Work instructions
a) Duplicate the part of the scatterplot question that begins at the words "Multiple points are" and stops after "the trend line.".
b) Pick up the scatterplot question on price versus units sold and continue it after its last line.

Text provided

Use the image to answer the question.

Question

An illustration of a scatterplot graph is titled Price versus Units Sold. It shows x-axis, labeled as units sold in hundreds, ranging from 0 to 13 in increments of 1 and y-axis, labeled as price in dollars, ranging from 0 to 44 in increments of 4.
Multiple points are plotted around a line that points downward to the right with an arrowhead on the bottom. The line passes through the approximate points: left parenthesis 0 comma 40 right parenthesis, left parenthesis 2 comma 36 right parenthesis, left parenthesis 4 comma 32 right parenthesis, left parenthesis 6 comma 28 right parenthesis, left parenthesis 8 comma 24 right parenthesis, left parenthesis 10 comma 20 right parenthesis, and left parenthesis 13 comma 14 right parenthesis. 29 points are plotted close to the line.

Write an equation in slope-intercept form of the trend line.

(1 point)

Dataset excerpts

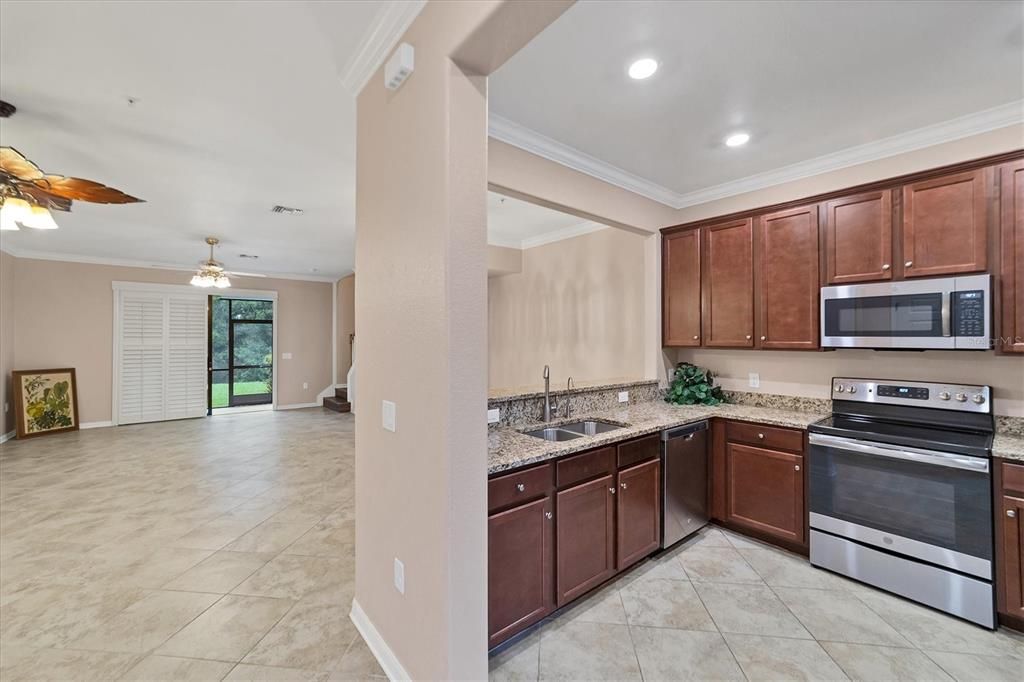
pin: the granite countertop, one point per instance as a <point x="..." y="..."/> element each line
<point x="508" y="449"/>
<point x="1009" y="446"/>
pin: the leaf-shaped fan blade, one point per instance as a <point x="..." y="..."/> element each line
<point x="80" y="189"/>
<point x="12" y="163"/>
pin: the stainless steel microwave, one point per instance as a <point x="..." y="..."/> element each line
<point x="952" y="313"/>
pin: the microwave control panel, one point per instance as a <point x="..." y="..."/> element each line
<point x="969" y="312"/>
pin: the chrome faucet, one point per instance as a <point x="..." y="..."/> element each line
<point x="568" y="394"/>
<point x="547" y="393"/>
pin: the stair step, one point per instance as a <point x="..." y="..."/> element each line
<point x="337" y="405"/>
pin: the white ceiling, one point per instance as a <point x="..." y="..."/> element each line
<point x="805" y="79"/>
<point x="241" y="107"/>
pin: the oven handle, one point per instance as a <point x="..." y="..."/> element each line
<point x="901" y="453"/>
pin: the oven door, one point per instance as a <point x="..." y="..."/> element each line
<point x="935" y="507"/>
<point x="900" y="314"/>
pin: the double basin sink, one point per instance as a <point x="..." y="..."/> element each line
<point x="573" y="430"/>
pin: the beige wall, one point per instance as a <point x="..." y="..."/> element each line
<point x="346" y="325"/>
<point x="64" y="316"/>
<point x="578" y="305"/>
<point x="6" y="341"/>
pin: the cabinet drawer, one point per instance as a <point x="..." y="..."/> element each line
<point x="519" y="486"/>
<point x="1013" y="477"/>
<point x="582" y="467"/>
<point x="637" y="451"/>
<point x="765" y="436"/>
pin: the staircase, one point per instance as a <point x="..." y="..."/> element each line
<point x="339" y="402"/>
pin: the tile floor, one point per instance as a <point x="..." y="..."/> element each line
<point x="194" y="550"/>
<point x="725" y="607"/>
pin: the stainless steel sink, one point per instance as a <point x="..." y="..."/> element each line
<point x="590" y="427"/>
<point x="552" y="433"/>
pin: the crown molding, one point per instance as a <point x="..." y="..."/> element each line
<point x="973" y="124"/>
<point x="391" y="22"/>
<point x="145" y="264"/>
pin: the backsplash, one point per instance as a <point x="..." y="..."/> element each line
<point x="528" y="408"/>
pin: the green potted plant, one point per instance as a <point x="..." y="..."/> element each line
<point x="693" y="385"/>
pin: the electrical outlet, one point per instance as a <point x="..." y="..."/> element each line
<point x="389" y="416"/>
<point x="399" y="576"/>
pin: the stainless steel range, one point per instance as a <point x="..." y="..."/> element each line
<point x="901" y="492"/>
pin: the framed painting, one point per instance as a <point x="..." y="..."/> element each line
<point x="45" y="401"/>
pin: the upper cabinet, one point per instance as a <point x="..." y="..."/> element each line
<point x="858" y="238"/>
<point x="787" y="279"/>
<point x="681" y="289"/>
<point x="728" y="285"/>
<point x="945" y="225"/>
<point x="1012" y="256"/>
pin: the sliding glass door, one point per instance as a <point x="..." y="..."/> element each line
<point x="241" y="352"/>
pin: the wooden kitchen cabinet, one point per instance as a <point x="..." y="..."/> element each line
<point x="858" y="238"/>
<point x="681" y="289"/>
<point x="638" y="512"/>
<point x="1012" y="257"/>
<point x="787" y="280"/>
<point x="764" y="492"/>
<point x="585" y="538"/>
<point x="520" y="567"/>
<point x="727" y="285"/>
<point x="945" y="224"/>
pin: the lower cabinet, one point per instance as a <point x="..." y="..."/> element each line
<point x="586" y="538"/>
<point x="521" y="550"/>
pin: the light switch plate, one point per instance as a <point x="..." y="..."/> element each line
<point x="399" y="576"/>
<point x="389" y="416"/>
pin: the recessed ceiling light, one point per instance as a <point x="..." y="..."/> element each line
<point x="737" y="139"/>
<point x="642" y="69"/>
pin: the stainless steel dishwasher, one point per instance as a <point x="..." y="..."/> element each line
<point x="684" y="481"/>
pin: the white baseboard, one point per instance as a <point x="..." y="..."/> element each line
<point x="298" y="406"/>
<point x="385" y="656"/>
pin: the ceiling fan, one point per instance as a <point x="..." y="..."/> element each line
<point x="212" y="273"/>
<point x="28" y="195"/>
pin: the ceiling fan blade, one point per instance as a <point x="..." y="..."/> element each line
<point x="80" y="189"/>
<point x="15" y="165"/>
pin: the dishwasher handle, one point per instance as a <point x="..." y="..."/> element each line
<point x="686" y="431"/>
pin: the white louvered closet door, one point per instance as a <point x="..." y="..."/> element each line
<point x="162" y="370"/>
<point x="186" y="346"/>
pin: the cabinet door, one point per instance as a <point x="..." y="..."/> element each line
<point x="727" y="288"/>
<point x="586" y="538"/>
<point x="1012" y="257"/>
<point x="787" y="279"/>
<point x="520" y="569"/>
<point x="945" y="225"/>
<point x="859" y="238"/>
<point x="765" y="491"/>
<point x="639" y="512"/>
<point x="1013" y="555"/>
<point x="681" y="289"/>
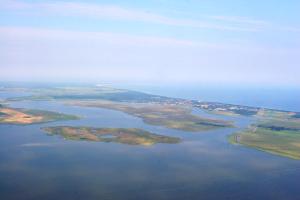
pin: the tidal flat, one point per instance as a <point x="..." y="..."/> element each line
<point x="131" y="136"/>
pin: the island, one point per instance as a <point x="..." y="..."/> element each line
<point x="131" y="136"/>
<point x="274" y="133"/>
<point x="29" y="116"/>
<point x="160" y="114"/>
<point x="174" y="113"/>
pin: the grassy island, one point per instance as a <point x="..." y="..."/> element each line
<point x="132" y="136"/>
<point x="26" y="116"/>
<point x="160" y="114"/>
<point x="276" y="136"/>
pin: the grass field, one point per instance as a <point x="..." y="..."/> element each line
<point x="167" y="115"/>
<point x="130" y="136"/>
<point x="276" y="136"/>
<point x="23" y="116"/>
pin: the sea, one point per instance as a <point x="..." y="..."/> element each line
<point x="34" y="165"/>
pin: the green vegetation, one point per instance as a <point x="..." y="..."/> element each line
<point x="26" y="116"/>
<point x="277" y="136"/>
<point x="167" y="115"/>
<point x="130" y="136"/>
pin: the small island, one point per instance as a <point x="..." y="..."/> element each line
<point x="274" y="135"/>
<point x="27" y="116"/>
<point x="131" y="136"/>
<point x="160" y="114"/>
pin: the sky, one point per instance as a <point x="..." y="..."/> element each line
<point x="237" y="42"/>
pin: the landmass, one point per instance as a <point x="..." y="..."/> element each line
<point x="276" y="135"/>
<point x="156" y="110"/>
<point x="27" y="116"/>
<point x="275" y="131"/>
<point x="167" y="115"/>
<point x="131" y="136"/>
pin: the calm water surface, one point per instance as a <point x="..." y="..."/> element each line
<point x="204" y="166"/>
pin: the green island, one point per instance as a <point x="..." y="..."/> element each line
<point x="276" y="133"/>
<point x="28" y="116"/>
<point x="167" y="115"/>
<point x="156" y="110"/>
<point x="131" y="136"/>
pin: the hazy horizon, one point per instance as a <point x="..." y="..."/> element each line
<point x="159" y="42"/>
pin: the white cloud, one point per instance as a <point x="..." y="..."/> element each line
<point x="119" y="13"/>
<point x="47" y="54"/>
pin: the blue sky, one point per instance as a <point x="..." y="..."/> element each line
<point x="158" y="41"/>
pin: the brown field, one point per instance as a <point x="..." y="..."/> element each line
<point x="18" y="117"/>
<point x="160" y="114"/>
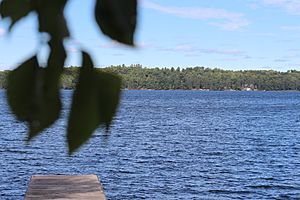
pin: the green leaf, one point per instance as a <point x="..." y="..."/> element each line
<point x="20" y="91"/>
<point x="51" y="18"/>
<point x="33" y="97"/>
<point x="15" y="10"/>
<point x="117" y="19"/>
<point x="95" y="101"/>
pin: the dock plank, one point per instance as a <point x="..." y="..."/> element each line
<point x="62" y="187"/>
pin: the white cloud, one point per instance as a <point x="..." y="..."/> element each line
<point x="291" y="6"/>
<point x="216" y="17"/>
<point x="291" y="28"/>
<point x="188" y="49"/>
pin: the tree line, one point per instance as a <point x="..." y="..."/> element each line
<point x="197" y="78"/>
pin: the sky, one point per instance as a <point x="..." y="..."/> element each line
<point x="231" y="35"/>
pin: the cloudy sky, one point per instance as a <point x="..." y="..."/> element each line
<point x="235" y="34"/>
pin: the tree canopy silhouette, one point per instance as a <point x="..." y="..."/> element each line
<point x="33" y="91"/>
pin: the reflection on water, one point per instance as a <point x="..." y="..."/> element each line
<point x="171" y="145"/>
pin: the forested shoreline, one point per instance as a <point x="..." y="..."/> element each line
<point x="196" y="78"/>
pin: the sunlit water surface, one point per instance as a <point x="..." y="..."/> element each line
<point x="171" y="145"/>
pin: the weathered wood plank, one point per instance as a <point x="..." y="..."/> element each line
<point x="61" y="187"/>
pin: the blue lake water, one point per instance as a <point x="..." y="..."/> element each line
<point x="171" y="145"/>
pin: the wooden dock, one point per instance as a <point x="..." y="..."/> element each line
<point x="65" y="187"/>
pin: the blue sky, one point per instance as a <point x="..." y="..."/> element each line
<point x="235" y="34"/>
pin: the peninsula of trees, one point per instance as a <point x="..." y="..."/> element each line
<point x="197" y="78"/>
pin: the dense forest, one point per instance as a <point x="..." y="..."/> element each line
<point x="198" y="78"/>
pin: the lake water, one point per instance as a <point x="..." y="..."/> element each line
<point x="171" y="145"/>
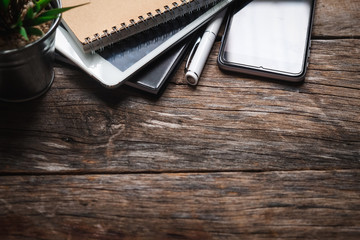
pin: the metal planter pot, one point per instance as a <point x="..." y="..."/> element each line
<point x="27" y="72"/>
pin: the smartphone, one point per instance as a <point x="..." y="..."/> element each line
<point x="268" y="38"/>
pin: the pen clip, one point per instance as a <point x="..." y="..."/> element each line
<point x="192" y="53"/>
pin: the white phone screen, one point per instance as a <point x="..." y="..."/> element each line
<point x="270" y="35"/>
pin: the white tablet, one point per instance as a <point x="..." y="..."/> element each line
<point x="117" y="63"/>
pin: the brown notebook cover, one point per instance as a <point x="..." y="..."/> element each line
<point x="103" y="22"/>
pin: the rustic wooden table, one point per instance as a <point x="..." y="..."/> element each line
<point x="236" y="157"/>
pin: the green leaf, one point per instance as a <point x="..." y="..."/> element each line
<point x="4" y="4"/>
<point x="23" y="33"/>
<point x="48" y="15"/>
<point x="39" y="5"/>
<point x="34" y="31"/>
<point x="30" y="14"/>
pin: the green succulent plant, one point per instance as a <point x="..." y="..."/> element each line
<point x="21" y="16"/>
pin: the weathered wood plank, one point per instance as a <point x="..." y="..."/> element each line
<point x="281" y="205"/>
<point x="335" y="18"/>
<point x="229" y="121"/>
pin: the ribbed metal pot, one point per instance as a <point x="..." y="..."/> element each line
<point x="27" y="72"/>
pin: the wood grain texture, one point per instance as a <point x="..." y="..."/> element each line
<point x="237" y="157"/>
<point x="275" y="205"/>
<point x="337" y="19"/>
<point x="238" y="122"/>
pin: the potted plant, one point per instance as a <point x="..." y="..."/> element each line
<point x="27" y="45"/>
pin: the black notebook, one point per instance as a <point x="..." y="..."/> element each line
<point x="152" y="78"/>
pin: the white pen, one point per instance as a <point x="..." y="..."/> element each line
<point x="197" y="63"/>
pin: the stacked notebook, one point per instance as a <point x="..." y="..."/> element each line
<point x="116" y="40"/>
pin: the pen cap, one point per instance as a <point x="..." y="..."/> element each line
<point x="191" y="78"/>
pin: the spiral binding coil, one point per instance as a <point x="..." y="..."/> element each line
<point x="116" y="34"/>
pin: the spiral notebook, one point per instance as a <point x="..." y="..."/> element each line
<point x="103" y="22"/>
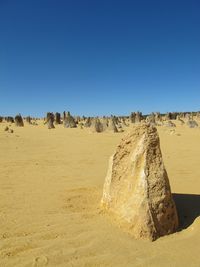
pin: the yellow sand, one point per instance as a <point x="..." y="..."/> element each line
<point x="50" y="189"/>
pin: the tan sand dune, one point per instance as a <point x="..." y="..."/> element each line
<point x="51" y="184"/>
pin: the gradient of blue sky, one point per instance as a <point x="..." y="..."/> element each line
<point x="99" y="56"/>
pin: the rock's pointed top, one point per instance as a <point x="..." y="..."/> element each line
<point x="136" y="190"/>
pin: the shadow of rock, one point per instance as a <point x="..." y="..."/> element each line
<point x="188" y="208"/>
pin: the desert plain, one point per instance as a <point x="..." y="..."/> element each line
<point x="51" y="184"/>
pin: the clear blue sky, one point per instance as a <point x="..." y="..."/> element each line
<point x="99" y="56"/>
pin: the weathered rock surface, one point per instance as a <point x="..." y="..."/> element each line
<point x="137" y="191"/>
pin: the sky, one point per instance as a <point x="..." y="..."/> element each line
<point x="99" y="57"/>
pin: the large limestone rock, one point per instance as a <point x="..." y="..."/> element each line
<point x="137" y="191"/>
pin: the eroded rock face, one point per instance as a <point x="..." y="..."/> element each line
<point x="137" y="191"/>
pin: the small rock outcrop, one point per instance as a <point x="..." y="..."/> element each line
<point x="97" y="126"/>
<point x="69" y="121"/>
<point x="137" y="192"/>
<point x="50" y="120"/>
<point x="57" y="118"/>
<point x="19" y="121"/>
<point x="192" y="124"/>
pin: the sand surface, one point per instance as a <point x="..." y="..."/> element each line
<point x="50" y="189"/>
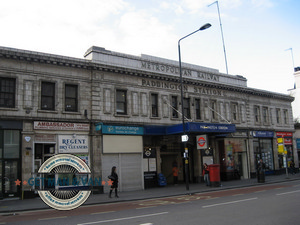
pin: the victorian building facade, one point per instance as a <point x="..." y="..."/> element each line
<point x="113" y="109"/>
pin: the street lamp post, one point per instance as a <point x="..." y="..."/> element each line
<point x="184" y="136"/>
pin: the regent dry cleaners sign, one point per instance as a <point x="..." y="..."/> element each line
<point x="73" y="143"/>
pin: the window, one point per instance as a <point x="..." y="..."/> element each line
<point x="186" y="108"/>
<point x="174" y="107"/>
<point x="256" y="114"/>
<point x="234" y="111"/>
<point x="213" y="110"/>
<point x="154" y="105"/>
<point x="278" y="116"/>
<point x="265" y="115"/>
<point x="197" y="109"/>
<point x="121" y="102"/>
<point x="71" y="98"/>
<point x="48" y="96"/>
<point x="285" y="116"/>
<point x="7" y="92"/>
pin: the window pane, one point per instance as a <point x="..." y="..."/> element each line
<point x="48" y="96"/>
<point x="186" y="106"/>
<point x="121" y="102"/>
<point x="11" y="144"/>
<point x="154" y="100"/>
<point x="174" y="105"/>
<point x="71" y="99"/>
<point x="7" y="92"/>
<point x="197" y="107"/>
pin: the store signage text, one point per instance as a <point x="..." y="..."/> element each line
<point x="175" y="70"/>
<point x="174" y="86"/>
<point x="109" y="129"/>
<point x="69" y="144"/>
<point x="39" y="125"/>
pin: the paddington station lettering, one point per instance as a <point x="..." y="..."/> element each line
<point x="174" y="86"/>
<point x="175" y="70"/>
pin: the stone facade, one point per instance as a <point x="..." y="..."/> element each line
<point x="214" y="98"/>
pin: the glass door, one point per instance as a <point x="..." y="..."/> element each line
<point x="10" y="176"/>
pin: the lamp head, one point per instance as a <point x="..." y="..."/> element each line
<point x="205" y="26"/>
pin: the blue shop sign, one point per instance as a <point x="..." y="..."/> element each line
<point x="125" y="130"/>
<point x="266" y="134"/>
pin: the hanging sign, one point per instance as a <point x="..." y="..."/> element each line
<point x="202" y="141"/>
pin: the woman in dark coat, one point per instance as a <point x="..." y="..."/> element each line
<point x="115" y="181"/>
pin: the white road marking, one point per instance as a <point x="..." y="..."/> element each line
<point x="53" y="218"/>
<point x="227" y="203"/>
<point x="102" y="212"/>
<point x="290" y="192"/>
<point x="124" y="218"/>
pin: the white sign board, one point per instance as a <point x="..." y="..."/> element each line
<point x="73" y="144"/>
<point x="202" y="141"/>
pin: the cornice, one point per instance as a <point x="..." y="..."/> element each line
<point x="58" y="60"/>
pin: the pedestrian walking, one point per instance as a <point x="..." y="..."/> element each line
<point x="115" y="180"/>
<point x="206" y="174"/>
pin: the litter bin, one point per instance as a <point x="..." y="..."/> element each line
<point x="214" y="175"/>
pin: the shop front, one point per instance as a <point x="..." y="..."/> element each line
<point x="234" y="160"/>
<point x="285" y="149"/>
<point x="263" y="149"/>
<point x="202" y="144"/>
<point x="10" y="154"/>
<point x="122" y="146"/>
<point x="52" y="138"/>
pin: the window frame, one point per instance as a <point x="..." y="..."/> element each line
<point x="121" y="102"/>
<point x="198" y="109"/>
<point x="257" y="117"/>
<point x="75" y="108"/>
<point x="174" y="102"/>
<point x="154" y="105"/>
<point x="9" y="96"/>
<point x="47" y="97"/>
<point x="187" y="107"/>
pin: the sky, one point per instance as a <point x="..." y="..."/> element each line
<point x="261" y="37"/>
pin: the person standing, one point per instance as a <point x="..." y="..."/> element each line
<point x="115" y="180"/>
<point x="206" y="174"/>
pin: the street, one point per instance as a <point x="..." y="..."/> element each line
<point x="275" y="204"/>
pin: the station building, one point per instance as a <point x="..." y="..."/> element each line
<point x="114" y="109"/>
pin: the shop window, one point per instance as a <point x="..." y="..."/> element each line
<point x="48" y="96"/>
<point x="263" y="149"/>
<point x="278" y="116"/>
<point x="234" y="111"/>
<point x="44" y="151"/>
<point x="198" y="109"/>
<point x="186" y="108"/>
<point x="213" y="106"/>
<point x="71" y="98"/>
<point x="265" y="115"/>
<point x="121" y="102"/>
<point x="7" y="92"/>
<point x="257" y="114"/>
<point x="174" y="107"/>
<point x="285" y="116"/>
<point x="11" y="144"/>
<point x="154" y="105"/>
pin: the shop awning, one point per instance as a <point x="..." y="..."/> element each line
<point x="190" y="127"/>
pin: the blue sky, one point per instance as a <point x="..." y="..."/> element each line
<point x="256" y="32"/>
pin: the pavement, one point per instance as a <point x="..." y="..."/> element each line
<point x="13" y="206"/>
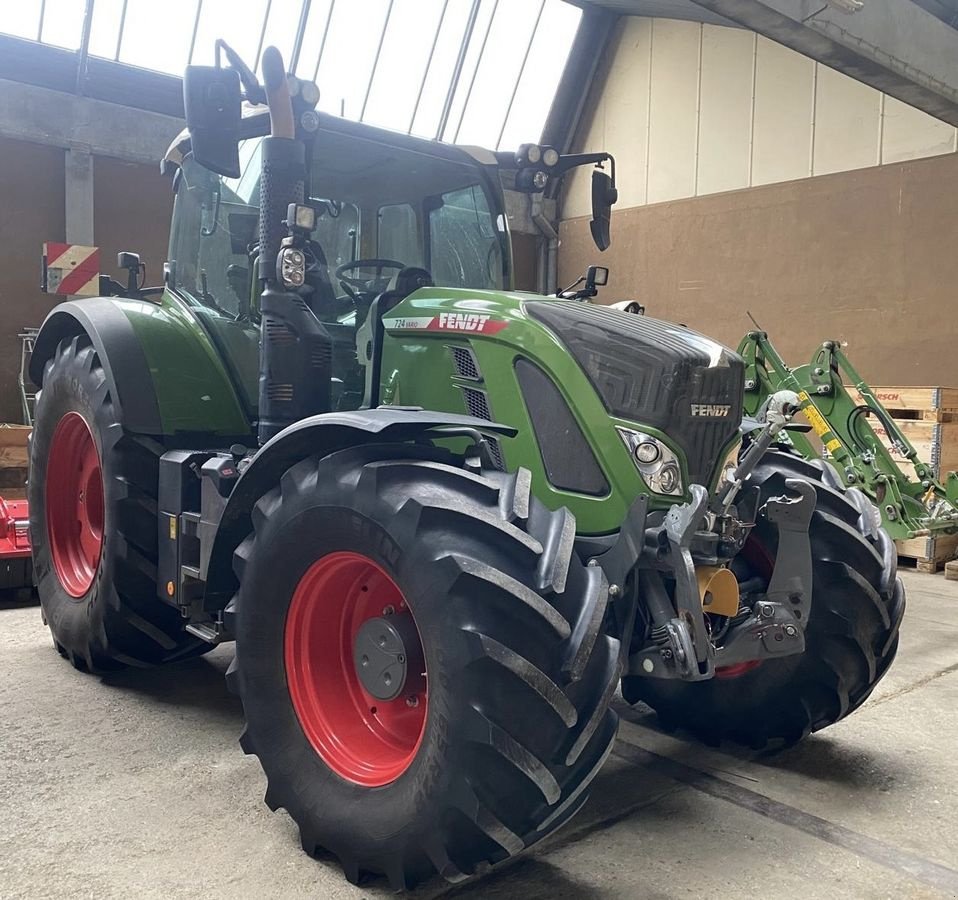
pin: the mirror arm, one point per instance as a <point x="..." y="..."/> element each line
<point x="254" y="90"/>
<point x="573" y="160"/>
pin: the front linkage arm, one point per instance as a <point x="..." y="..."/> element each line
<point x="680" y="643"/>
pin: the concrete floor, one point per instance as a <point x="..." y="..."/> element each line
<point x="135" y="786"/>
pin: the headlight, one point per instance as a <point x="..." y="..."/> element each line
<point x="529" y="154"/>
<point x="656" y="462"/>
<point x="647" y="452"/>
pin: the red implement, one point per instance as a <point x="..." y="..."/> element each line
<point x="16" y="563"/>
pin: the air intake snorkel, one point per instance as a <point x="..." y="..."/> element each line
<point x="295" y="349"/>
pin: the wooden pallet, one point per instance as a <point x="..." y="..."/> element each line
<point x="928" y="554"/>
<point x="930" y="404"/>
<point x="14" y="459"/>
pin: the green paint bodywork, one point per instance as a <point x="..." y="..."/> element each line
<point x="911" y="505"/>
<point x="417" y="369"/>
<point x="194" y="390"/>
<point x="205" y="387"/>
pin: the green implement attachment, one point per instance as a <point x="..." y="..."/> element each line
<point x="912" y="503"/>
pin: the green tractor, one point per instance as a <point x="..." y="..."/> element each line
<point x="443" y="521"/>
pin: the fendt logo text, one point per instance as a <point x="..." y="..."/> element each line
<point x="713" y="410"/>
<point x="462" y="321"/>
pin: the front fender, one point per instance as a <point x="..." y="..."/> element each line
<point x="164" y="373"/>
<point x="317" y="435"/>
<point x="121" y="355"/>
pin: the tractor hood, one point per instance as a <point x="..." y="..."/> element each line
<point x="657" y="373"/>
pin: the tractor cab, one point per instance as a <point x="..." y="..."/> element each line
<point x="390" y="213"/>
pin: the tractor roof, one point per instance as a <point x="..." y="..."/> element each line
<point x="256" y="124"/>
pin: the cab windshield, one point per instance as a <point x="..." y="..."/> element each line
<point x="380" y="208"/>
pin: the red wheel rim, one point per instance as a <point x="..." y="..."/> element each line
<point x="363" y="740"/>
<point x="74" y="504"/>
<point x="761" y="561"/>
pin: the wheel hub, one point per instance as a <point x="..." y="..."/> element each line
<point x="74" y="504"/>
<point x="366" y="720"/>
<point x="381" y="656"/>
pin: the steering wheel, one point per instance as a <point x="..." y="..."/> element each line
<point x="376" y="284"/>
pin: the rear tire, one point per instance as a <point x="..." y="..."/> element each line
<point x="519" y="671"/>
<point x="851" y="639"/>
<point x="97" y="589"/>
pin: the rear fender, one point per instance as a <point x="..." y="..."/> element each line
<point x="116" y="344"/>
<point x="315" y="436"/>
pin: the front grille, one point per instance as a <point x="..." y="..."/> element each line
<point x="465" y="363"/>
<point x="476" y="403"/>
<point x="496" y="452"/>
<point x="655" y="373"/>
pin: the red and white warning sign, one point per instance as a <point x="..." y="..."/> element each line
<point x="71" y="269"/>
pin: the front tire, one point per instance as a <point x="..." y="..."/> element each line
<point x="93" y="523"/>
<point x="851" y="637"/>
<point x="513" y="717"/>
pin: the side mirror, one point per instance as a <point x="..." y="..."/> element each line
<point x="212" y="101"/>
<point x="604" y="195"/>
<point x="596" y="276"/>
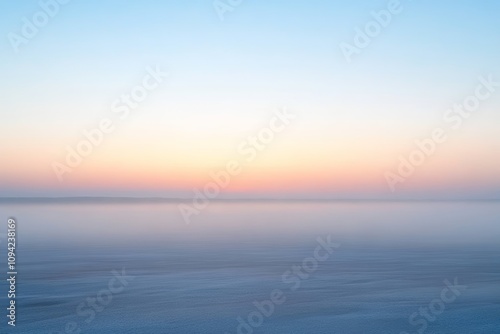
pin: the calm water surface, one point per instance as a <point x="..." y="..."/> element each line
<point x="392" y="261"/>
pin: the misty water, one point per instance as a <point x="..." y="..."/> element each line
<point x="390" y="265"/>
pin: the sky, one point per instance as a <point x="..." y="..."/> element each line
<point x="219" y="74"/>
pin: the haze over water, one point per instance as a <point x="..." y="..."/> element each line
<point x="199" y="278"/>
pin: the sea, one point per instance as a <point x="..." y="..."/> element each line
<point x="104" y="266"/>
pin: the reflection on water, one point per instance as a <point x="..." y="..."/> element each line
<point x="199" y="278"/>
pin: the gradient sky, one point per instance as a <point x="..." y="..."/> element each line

Numbered responses
a)
Multiple points are plotted around a line that points downward to the right with an arrowhead on the bottom. The line passes through the approximate points: left parenthesis 0 comma 40 right parenthesis, left parenthesis 2 comma 36 right parenthesis, left parenthesis 4 comma 32 right parenthesis, left parenthesis 6 comma 28 right parenthesis, left parenthesis 8 comma 24 right parenthesis, left parenthesis 10 comma 20 right parenthesis, and left parenthesis 13 comma 14 right parenthesis. 29 points are plotted close to the line.

Write an equation in slope-intercept form of the trend line.

b)
Responses

y=−2x+40
y equals negative 2 x plus 40

y=2x+40
y equals 2 x plus 40

y=−2x+24
y equals negative 2 x plus 24

y=−4/3x+40

GPT-4o mini · Answer

To find the equation of the trend line in slope-intercept form \(y = mx + b\), we need to determine the slope \(m\) and the y-intercept \(b\).

From the points you provided, we can calculate the slope \(m\) using two points. Let's take the points \((0, 40)\) and \((10, 20)\):

Calculate the slope \(m\): \[ m = \frac{y_2 - y_1}{x_2 - x_1} = \frac{20 - 40}{10 - 0} = \frac{-20}{10} = -2 \]
Use the slope-intercept form: Now, we can find the equation using one of the points. Let's use the point \((0, 40)\): \[ y = -2x + b \] When \(x = 0\), \(y = 40\): \[ 40 = -2(0) + b \implies b = 40 \]

So, the equation of the trend line is: \[ y = -2x + 40 \]

Thus, the correct response is: y = −2x + 40.